___ Information supplied

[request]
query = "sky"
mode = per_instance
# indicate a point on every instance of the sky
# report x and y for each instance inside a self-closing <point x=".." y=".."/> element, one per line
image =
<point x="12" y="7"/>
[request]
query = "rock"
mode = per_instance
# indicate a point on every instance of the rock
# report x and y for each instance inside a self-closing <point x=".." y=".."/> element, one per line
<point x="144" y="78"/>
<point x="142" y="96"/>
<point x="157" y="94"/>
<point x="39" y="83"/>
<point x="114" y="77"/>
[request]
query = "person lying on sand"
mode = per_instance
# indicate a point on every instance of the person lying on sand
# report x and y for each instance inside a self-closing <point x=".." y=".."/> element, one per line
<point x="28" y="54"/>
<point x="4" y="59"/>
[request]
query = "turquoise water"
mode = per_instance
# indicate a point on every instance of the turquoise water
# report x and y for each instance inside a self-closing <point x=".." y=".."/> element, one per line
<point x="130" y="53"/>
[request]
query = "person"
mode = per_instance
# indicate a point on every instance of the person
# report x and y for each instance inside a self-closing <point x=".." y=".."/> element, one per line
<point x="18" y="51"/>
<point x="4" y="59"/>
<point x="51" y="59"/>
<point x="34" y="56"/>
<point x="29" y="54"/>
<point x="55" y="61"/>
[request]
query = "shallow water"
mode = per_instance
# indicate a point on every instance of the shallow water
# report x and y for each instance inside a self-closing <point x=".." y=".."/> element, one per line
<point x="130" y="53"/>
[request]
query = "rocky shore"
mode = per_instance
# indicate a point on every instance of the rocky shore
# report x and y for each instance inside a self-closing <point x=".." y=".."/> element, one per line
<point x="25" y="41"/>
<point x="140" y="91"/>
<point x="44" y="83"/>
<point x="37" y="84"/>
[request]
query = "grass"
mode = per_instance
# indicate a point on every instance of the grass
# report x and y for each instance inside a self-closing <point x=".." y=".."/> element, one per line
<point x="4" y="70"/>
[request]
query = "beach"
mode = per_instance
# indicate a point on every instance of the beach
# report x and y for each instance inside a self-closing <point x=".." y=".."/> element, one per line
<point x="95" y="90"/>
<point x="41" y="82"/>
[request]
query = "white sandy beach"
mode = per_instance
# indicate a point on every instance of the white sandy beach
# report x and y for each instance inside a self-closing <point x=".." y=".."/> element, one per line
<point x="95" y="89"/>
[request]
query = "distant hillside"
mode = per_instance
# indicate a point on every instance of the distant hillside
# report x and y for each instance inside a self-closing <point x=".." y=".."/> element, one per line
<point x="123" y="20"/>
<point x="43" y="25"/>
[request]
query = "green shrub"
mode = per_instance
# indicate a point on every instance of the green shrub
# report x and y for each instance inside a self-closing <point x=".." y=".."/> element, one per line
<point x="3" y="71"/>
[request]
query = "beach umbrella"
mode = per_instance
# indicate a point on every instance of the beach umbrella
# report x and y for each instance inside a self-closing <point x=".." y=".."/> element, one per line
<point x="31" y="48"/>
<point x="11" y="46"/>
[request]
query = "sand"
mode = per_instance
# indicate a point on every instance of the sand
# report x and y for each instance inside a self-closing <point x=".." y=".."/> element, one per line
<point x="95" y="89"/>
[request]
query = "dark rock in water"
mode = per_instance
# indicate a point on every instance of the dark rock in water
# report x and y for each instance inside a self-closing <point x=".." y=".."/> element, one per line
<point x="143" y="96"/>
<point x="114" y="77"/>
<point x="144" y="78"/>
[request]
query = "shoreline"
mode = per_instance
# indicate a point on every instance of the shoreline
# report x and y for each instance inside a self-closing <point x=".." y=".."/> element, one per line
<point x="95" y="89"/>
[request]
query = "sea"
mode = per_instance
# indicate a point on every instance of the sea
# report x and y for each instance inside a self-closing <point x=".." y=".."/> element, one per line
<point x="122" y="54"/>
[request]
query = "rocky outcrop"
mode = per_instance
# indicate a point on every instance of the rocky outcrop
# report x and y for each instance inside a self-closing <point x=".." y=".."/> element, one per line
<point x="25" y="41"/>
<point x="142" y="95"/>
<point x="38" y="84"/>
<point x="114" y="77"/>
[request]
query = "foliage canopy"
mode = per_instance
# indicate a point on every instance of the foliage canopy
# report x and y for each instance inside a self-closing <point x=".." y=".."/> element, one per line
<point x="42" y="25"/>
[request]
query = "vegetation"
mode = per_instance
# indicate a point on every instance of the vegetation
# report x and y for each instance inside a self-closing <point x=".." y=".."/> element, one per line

______
___ Information supplied

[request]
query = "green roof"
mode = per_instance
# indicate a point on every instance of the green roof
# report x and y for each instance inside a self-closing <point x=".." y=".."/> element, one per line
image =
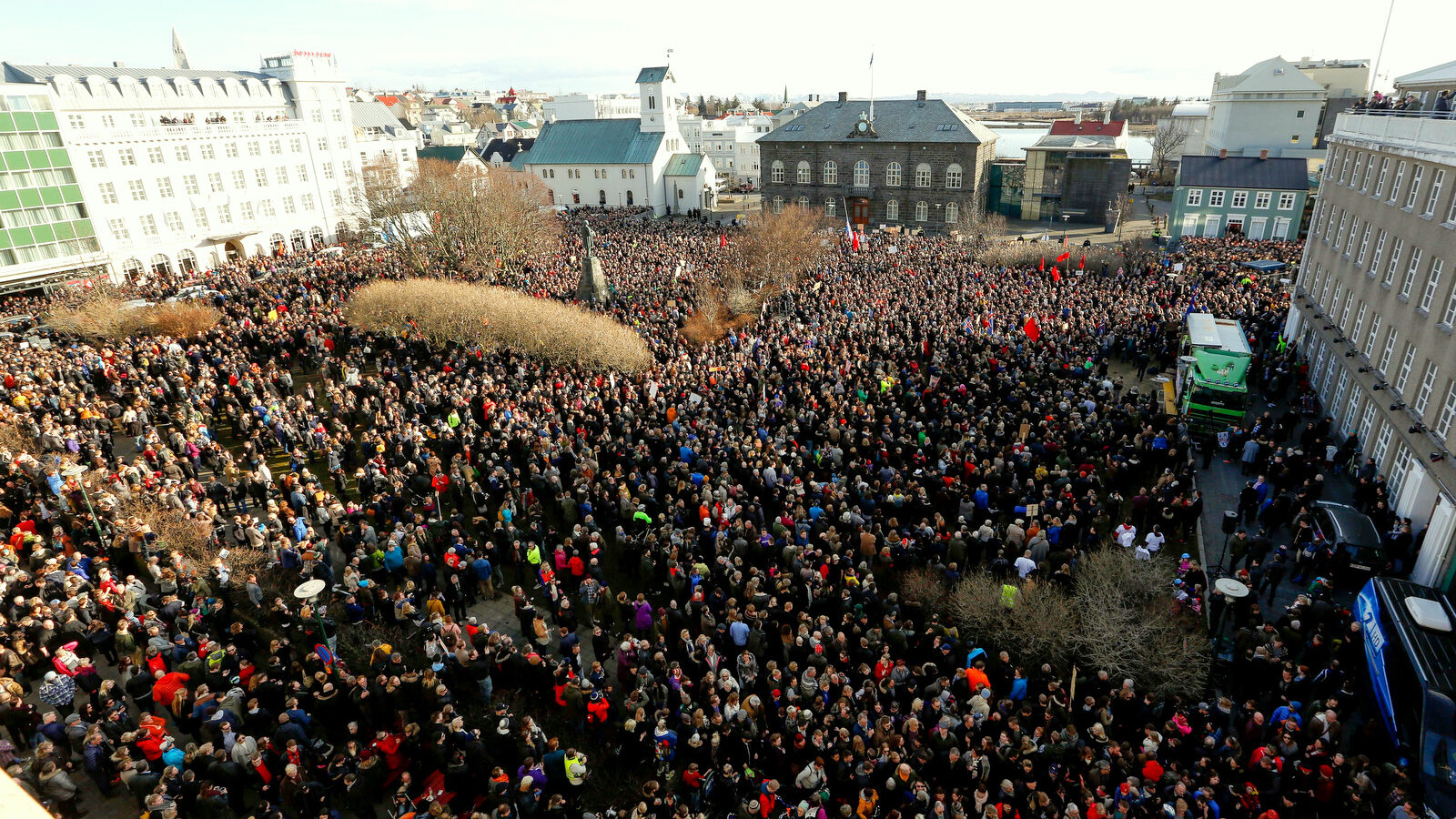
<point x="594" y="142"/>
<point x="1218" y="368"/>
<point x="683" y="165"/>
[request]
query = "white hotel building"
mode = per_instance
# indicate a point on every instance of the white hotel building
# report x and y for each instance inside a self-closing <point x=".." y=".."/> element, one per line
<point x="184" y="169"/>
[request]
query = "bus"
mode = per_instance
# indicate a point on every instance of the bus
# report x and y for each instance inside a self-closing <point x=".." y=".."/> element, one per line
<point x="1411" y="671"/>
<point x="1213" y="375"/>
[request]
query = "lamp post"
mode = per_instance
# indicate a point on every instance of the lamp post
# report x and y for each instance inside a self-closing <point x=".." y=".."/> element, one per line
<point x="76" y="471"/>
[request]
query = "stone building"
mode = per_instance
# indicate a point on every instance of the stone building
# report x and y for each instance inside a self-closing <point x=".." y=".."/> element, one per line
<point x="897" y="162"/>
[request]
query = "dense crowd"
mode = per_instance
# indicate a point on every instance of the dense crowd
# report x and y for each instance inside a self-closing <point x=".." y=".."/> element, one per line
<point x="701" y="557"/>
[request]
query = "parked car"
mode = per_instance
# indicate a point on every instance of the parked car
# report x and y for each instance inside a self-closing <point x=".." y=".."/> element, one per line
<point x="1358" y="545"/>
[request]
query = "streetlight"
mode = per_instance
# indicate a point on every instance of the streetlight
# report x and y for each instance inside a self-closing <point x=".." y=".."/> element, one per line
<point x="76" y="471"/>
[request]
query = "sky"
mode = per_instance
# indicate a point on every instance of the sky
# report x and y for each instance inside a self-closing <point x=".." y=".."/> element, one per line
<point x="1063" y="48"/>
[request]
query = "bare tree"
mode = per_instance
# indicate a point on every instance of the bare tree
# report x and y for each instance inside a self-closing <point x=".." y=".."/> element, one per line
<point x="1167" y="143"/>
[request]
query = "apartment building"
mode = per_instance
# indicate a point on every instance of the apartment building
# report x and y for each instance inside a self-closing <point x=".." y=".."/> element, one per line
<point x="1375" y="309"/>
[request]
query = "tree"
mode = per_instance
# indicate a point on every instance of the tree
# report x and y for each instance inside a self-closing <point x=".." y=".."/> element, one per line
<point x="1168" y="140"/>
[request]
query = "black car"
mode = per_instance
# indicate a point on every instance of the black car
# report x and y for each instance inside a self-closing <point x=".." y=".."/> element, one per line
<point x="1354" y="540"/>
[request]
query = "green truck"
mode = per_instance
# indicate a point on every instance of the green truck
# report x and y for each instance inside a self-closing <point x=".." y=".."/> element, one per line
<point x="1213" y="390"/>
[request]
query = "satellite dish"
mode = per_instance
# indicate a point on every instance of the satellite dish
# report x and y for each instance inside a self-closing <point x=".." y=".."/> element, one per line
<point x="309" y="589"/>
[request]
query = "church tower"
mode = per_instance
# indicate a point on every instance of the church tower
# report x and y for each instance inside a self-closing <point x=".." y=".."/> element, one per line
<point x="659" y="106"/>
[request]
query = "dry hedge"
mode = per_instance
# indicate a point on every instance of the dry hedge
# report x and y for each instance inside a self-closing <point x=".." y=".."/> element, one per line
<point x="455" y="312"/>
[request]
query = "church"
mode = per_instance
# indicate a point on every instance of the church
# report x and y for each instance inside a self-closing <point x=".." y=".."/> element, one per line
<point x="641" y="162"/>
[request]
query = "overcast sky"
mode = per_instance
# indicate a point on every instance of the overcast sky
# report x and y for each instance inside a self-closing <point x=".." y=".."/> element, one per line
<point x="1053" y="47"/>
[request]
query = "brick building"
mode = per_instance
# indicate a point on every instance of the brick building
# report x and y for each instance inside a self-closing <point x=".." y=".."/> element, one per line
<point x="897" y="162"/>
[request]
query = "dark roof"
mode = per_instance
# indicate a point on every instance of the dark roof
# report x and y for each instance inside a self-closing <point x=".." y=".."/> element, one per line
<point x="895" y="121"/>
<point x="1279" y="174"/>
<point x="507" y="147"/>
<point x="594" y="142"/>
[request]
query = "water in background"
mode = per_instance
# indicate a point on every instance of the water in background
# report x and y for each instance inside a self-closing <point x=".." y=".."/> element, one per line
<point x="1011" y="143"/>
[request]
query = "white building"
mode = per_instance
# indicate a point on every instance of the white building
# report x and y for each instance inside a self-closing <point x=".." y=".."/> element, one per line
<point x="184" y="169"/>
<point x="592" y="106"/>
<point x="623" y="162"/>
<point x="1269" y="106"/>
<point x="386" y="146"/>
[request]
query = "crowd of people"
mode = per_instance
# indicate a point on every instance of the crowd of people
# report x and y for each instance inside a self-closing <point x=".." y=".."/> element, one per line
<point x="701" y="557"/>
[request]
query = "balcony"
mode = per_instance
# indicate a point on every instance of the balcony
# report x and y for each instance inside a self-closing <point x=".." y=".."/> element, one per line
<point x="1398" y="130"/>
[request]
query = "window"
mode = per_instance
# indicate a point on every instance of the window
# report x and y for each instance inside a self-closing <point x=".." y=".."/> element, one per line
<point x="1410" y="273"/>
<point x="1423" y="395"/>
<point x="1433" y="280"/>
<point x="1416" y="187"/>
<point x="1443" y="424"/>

______

### What you should do
Pull out every line above that contains the string "tower" and copy each one unchanged.

### Result of the task
query = "church tower"
# indicate a point on every instance of the church tower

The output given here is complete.